# STATED EXERCISE:
Report how many lines in the data below contain the word "pink". Give only the number.

>> start GIVEN RECORDS

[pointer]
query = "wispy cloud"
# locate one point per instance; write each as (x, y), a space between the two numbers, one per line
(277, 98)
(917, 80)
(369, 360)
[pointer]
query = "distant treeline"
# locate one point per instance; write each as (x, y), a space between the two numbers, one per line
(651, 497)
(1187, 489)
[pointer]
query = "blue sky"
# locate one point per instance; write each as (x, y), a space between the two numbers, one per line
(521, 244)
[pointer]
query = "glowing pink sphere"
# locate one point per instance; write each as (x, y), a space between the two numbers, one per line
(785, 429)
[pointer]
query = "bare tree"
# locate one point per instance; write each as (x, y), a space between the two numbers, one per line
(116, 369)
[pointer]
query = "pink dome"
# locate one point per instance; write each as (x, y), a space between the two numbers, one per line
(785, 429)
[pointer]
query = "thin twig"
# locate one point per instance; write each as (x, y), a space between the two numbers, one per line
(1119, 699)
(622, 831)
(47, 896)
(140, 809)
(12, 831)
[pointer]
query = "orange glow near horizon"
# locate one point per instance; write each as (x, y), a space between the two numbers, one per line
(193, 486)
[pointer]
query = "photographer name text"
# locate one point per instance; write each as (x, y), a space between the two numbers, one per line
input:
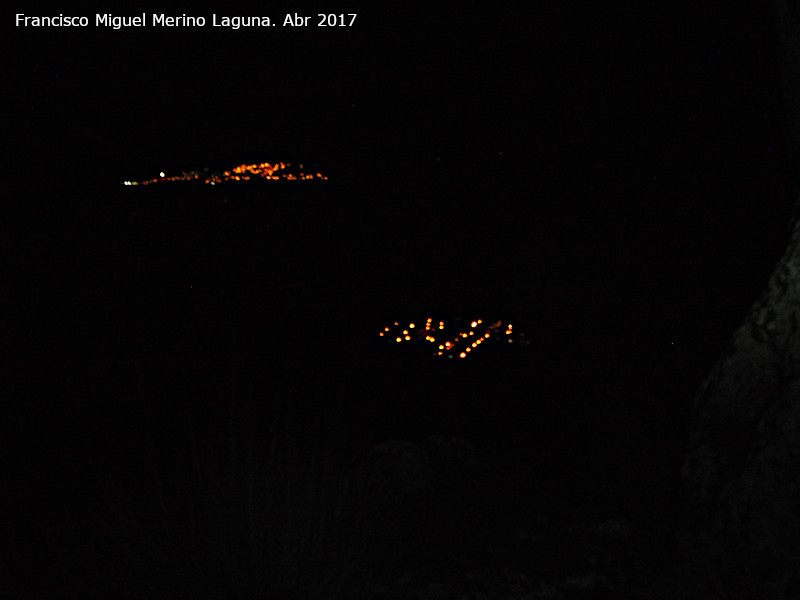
(110, 21)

>> end GIVEN RECORDS

# ANSWER FOR THIS EXERCISE:
2